** Assigned task **
In the text on diagnosing children, copy the passage starting at "Maybe the light" and ending at "stop the behavior." word for word.

::: Reading text

I get it. You hate labels. Labels belong on soup cans, not on people, right? There are good reasons to hate certain types of labels. But some labels are helpful to you and your family and to others trying to understand your child and accommodate them.

Labels can help you get the appropriate help, which can be very important.  However, one of the most important reasons to have a child diagnosed is so you’ll know that a lot of their behavior is not motivated by ill-will or a desire to cause trouble, and often not even done by their choice but is involuntary.

Contrary to what your mother, neighbor, nurse, or doctor might tell you, these children aren’t having fun during those meltdowns or screaming rages. They aren’t trying to manipulate you or just having a temper tantrum because they feel like it.

Do they look happy?
Does this seem a voluntary path to a joy-filled life?
Or does it look like pain? Anxiety? Frustration?

Maybe the light is shining painfully in their oversensitive eyes, the high sound of the fluorescent lights literally hurts and they can’t tune it out, their clothes are “touching” them and feel like briars scratching on a sunburn, they cut the paper crooked despite trying over and over for an hour, or the dog won’t respond to their commands because they can’t understand how to modulate their voice to sound authoritative.

When someone finally gives you that wonderful/horrible/heartbreaking diagnosis, you’ll know empirically the reason for your child’s behavior, and that will help you understand them better, have more compassion for them, and be a touchstone as you help your child compensate for what’s agitating them and usually stop the behavior.

The light hurts? Cover the windows in their room with foil. Put suction-cup-held shades on car windows or have them coated. Sound hurts? Find noise-deadening headphones with large soft pads that are large enough to go around the ears without pushing on them to cut down on the noise. Replace noisy light fixtures with silent ones. Etc.

::::::
::: Supplied data

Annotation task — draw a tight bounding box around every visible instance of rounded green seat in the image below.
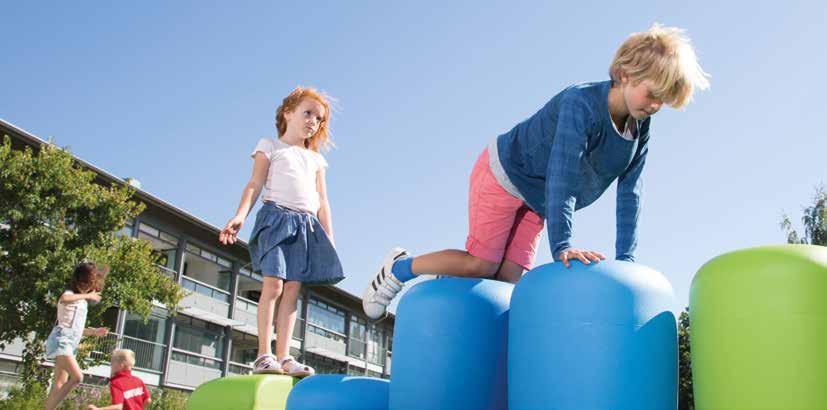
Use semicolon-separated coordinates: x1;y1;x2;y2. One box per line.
187;374;299;410
689;245;827;410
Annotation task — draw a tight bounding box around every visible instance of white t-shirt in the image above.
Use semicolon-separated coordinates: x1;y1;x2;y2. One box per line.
57;290;88;332
250;138;327;215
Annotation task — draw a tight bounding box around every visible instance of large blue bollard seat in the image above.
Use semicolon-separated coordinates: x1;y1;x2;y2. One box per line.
390;278;514;410
508;260;678;410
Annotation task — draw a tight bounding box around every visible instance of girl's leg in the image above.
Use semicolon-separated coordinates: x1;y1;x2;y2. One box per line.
276;281;316;377
276;280;302;359
46;356;83;410
411;249;500;278
258;276;284;357
46;364;69;403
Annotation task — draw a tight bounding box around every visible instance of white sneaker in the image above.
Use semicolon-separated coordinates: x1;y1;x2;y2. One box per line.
362;248;408;320
253;354;284;374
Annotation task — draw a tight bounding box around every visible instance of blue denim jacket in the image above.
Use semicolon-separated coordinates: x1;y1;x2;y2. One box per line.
496;81;651;262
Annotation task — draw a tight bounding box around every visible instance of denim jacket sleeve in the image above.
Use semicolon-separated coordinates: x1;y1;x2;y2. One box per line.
615;133;649;262
546;97;593;260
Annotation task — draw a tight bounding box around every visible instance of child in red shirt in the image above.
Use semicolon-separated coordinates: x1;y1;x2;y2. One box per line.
88;349;152;410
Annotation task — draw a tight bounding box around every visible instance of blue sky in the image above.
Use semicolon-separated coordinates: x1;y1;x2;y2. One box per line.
0;1;827;311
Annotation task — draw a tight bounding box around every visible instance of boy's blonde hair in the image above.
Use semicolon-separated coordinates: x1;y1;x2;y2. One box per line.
112;349;135;369
609;23;709;108
276;87;333;152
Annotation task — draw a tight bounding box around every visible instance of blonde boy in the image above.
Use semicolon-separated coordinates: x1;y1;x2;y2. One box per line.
89;349;152;410
362;24;709;319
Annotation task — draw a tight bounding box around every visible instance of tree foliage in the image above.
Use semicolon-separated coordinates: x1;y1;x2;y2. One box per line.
0;136;183;382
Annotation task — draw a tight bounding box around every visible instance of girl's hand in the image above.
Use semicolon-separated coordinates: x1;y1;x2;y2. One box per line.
218;215;244;245
560;248;606;268
86;292;100;303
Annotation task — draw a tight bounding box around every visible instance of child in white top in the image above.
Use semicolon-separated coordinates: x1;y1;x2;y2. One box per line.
46;262;109;410
219;87;344;377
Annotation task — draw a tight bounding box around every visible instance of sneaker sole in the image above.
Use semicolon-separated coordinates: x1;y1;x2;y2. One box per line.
362;248;408;320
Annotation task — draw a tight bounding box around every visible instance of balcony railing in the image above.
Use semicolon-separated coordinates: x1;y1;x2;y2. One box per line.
155;263;178;280
121;336;166;372
233;296;258;328
181;276;230;318
167;349;223;387
83;333;166;373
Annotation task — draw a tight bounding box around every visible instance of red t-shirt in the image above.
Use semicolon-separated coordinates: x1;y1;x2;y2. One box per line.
109;370;150;410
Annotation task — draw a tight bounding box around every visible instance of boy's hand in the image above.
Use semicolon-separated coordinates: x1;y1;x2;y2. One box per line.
560;248;606;268
218;215;244;245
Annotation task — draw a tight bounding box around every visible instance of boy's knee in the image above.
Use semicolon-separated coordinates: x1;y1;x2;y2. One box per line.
468;256;500;278
261;280;284;299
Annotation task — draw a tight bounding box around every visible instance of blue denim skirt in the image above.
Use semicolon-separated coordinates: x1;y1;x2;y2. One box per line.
248;201;345;285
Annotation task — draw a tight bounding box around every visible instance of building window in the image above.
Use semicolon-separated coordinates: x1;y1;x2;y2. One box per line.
138;222;178;273
347;315;367;360
307;299;346;334
184;242;233;292
172;315;224;359
121;311;169;372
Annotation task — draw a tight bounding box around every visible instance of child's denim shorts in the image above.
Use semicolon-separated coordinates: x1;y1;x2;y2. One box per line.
46;326;83;359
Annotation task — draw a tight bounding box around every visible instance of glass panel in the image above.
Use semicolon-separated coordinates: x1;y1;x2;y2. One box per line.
123;313;167;343
307;300;345;334
173;319;224;358
347;339;365;359
138;222;161;238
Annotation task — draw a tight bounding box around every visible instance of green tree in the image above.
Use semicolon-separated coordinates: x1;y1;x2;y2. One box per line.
678;308;695;410
0;136;183;385
781;185;827;246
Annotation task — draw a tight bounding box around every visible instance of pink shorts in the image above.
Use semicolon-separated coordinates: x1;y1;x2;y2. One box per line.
465;148;544;270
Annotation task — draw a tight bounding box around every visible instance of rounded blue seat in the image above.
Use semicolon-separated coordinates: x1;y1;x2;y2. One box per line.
390;278;514;410
508;260;678;410
287;374;388;410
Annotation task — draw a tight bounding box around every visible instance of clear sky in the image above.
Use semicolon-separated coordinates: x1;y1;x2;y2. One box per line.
0;1;827;311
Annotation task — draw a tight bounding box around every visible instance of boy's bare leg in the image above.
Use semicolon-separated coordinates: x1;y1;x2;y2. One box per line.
411;249;500;278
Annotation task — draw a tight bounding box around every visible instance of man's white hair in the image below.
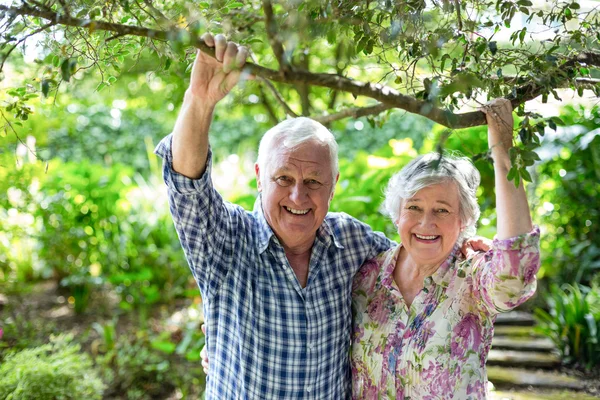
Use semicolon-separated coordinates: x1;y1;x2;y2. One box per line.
257;117;339;180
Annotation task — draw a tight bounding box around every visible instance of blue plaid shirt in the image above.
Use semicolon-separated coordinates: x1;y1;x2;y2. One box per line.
156;136;392;400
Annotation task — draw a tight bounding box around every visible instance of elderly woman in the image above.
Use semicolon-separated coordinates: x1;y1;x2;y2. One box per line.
351;99;539;399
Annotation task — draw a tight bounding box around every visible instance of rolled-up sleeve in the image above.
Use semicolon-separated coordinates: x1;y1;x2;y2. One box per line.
154;135;235;297
474;226;540;314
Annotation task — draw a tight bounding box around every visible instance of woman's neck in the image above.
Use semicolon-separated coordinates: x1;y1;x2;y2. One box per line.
394;248;441;308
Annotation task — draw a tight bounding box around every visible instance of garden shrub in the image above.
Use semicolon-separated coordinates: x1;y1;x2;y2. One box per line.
0;335;104;400
534;284;600;369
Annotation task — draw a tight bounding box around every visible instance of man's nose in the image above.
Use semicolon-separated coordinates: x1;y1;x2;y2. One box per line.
290;182;307;204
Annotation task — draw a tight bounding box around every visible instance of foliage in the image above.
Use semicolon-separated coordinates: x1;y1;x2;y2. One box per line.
96;331;205;400
0;335;104;400
0;0;600;181
0;152;189;317
535;284;600;368
531;103;600;285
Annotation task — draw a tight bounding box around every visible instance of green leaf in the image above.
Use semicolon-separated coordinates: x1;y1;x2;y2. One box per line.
565;8;573;20
151;340;177;354
60;58;71;82
42;79;50;97
519;168;533;182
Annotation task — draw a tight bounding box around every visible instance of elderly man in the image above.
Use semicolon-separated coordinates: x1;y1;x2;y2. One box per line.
156;34;485;400
156;35;391;400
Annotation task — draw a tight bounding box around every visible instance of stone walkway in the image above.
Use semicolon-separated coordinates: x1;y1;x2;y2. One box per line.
487;311;600;400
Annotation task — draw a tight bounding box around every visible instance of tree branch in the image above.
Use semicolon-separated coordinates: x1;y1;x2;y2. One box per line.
0;22;54;72
263;0;288;71
311;103;394;125
0;3;600;129
258;85;279;125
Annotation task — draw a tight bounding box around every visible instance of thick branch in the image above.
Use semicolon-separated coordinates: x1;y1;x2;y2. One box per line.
312;103;394;125
0;4;600;129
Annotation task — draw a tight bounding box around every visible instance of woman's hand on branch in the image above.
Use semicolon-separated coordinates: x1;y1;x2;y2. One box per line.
188;33;248;106
481;98;514;156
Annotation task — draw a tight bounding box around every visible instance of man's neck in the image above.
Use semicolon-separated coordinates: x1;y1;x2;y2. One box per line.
285;249;311;288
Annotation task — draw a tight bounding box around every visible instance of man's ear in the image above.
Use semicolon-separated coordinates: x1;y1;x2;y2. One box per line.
254;163;262;193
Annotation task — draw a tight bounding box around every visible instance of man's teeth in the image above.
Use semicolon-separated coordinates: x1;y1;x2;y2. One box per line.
415;233;437;240
285;207;310;215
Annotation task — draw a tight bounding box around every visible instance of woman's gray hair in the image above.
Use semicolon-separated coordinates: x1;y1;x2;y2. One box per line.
257;117;339;180
383;152;481;243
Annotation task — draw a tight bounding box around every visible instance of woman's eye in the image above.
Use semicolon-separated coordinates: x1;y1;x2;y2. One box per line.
275;176;292;186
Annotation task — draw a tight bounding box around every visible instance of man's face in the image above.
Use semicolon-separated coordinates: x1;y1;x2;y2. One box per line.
255;141;339;251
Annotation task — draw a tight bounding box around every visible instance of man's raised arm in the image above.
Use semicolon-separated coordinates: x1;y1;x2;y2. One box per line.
171;33;248;179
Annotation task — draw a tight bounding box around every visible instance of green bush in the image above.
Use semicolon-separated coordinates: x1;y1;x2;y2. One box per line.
96;332;205;400
0;335;104;400
534;284;600;369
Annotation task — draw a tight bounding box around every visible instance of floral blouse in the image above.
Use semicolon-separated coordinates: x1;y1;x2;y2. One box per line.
351;227;540;400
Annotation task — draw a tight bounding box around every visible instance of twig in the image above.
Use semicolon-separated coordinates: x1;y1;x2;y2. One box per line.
311;103;394;125
259;77;298;118
0;22;54;72
454;0;462;32
263;0;289;71
258;85;279;125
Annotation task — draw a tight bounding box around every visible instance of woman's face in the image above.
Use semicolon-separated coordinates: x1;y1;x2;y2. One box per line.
396;182;461;266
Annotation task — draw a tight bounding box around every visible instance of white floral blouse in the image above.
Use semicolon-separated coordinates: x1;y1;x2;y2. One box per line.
351;227;540;400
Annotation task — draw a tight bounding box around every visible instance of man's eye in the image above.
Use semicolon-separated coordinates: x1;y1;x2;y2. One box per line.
305;179;322;189
275;176;292;186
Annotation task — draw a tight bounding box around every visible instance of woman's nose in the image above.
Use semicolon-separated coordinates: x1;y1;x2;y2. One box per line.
290;182;306;203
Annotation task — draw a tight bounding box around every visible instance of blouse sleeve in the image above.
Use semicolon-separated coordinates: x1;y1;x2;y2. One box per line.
473;226;540;314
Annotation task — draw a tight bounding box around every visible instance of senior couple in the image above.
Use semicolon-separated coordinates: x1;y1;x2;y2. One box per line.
157;34;539;400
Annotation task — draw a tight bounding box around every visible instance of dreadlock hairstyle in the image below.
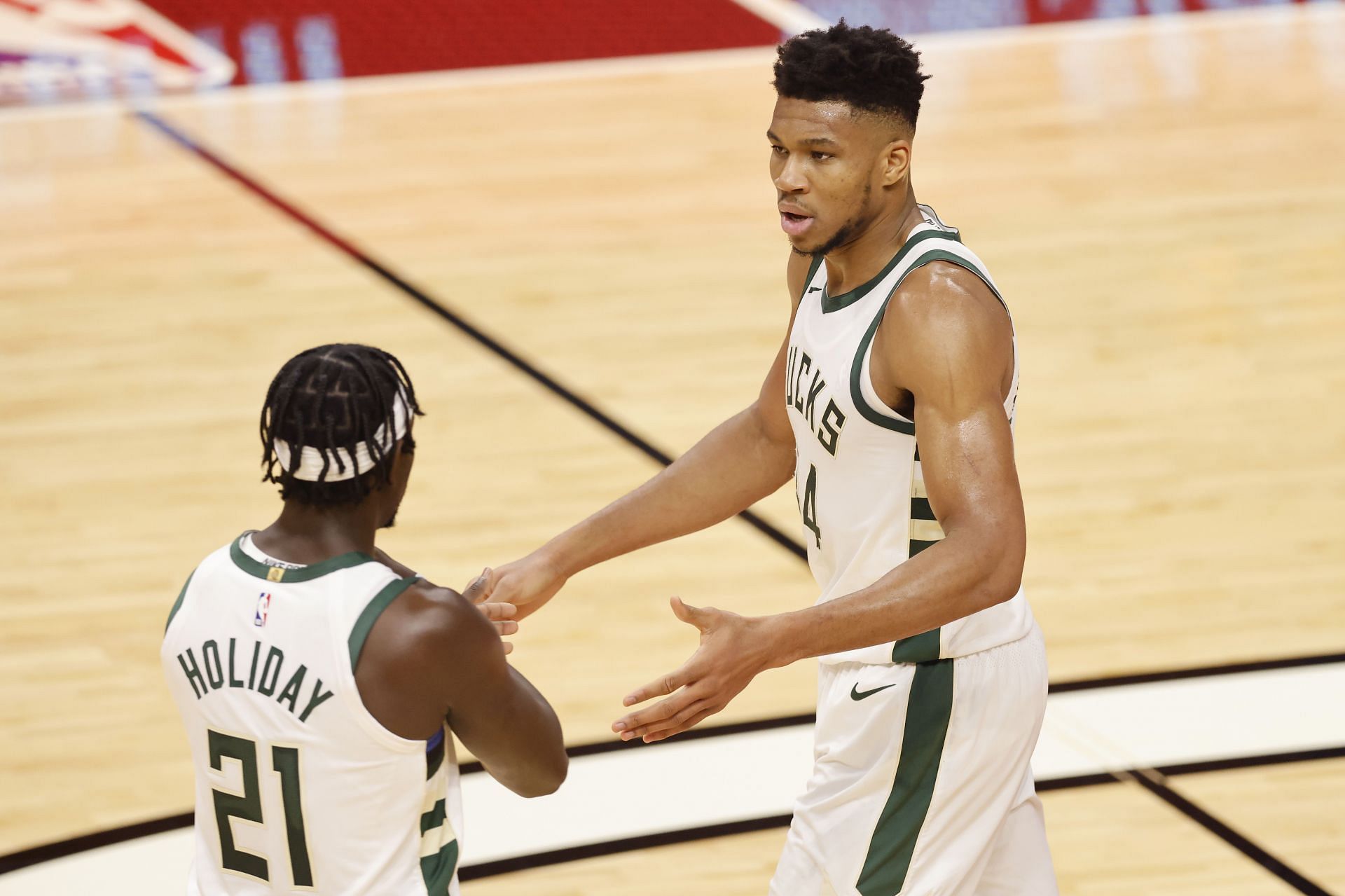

::::::

** Finished task **
Maybe the light is shining painfully in their oversensitive eyes, the high sound of the fluorescent lights literally hurts and they can’t tune it out, their clothes are “touching” them and feel like briars scratching on a sunburn, they cut the paper crooked despite trying over and over for an hour, or the dog won’t respond to their commands because they can’t understand how to modulate their voice to sound authoritative.

When someone finally gives you that wonderful/horrible/heartbreaking diagnosis, you’ll know empirically the reason for your child’s behavior, and that will help you understand them better, have more compassion for them, and be a touchstone as you help your child compensate for what’s agitating them and usually stop the behavior.